[Dataset excerpts]
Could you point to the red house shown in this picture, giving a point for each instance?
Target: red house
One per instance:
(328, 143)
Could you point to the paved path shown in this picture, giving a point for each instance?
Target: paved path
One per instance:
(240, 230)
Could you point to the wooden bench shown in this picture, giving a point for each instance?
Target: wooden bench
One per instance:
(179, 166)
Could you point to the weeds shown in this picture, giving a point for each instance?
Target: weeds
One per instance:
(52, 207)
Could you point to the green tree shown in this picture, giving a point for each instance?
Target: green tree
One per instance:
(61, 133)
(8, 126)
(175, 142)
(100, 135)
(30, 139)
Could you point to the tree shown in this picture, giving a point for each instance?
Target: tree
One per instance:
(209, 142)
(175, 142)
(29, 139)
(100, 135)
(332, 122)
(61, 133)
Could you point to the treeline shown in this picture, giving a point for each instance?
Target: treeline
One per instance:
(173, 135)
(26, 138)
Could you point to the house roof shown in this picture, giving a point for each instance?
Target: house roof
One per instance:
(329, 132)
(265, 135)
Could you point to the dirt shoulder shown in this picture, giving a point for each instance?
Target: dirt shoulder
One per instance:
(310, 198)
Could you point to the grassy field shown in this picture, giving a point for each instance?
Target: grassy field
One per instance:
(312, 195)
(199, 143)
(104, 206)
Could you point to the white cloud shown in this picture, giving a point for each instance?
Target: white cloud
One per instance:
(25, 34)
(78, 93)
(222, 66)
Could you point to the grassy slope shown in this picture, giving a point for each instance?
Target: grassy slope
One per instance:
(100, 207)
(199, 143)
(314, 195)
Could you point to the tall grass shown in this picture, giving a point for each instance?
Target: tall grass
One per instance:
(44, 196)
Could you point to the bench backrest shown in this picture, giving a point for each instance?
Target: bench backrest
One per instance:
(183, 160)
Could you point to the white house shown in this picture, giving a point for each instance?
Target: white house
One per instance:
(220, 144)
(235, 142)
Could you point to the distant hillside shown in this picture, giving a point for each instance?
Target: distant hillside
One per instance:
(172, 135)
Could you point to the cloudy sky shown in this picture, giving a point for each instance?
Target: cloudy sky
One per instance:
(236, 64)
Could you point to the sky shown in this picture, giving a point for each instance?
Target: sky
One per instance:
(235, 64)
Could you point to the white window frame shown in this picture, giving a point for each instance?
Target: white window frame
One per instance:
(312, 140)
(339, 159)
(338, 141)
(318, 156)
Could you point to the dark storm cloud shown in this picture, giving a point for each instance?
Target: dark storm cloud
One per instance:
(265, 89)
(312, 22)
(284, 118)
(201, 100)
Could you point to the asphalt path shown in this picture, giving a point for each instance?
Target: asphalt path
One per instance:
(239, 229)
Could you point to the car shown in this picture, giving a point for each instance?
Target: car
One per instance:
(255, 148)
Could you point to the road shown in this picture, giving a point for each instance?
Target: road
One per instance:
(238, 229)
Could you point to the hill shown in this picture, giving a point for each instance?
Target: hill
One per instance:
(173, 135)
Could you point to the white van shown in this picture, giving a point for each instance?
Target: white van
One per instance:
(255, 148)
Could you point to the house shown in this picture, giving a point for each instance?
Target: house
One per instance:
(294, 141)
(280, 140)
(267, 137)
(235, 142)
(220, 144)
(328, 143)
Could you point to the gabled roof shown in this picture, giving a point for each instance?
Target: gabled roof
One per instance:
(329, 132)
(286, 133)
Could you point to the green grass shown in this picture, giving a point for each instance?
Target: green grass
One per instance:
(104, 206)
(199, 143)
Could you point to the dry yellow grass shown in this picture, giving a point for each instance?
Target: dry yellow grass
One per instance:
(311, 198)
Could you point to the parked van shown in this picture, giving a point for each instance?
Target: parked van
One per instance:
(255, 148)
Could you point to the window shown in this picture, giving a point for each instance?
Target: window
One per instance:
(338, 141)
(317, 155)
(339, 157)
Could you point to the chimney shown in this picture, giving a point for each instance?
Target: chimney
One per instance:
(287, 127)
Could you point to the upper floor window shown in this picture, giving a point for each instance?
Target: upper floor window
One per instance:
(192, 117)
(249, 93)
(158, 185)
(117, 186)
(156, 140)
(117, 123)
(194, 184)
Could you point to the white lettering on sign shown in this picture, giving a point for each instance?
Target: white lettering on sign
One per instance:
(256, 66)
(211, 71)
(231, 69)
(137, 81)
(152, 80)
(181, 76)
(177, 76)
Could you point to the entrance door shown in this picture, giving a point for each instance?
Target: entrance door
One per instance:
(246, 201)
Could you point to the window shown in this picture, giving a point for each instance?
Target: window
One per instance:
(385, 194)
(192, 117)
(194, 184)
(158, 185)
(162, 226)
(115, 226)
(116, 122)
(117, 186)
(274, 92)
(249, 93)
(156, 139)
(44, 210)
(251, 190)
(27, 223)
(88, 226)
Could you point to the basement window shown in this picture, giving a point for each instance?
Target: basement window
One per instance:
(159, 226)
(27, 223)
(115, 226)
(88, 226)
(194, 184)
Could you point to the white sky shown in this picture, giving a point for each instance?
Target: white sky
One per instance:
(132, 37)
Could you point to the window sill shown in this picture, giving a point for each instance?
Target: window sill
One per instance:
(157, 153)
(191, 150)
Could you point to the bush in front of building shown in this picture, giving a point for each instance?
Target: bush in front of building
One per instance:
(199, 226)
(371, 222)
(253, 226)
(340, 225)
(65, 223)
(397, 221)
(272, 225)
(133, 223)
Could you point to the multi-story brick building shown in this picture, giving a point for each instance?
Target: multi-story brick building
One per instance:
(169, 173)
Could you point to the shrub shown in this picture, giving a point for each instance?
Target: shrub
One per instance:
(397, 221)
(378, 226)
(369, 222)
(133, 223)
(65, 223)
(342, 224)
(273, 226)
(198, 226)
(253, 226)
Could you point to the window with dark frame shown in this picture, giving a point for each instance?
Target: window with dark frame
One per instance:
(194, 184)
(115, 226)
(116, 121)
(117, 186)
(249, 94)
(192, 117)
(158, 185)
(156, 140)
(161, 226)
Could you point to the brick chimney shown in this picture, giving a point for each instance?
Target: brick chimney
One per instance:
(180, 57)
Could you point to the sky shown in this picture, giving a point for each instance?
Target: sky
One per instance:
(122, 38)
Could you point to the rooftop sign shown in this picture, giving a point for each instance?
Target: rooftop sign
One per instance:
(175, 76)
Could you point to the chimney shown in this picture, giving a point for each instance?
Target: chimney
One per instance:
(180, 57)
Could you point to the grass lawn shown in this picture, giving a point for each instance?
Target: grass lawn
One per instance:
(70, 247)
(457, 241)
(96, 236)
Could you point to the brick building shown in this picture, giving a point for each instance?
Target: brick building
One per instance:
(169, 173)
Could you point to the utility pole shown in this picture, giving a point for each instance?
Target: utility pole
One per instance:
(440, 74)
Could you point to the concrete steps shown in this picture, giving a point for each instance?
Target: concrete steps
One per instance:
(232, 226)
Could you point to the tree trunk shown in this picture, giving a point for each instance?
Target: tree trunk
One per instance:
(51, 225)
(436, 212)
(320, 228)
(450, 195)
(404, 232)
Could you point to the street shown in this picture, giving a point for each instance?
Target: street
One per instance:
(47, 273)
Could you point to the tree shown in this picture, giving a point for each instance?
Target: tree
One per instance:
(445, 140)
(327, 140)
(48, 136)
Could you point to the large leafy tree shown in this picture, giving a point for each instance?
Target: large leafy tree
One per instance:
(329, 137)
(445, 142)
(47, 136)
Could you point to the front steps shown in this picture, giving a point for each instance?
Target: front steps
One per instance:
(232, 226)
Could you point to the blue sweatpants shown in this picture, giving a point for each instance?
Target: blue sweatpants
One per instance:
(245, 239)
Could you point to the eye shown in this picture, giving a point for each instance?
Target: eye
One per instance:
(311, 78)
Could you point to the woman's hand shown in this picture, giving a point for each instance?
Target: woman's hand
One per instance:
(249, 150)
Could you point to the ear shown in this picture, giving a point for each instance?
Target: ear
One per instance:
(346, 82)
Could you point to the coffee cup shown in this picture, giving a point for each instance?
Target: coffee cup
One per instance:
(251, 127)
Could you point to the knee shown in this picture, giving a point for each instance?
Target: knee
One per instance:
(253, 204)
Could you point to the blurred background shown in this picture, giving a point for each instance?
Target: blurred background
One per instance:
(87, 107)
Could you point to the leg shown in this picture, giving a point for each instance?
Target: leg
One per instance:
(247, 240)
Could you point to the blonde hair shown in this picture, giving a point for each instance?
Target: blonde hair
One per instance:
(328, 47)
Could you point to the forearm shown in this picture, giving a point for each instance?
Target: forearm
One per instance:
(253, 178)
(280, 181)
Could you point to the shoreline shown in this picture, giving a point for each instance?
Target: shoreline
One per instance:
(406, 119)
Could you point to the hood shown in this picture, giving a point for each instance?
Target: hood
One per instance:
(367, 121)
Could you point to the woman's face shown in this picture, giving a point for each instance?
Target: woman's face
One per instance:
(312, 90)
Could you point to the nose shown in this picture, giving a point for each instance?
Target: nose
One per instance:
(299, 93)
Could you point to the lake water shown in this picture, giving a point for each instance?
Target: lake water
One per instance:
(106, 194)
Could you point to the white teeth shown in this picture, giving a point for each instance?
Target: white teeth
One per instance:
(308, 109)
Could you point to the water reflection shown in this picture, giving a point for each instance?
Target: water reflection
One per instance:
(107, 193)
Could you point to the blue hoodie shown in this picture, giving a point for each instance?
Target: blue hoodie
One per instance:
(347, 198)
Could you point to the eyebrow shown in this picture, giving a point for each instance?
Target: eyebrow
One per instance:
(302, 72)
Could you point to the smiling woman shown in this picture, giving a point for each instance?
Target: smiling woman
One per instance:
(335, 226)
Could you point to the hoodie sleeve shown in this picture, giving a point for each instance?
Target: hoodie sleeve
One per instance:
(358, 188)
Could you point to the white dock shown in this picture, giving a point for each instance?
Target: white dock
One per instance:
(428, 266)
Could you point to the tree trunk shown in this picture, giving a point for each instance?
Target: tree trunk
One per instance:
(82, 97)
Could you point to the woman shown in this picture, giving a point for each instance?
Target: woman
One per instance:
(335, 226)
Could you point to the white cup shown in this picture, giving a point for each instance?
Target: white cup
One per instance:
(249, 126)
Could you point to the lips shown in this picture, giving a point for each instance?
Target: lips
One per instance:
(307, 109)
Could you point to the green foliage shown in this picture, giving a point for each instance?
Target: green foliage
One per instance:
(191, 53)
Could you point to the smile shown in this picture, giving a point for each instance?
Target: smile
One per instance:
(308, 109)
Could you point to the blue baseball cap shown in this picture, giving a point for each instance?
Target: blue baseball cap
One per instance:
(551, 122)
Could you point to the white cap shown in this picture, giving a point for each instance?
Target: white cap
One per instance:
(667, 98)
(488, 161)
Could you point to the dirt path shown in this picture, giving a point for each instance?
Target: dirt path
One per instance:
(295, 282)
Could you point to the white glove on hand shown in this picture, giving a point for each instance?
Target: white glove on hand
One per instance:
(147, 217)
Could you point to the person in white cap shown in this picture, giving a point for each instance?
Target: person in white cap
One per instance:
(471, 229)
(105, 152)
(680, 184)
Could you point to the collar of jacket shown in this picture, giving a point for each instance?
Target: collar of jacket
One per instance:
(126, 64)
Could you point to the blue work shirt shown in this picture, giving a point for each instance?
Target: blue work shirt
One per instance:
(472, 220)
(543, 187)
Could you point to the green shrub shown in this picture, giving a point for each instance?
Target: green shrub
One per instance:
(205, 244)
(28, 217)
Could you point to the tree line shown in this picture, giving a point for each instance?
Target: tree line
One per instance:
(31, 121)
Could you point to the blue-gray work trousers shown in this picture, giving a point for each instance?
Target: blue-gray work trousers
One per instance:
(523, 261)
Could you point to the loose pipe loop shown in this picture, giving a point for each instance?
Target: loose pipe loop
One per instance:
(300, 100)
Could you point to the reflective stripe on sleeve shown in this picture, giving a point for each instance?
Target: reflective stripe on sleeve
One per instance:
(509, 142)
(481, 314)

### WHAT THE EXERCISE ASKS
Each line from the top of the records above through the line containing "Target: weeds" needs to be transcribed exactly, and no line after it.

### EXERCISE RESULT
Could you point to the red house shown in this picture, giving a point for each instance?
Target: red house
One per instance:
(328, 143)
Could you point to the paved path shown in this picture, giving a point for each instance?
Target: paved path
One per instance:
(240, 230)
Could you point to the wooden bench shown in this picture, giving a point for each instance?
Target: wooden bench
One per instance:
(179, 166)
Could you point to the weeds shown in this picture, giving a point for each instance?
Target: weeds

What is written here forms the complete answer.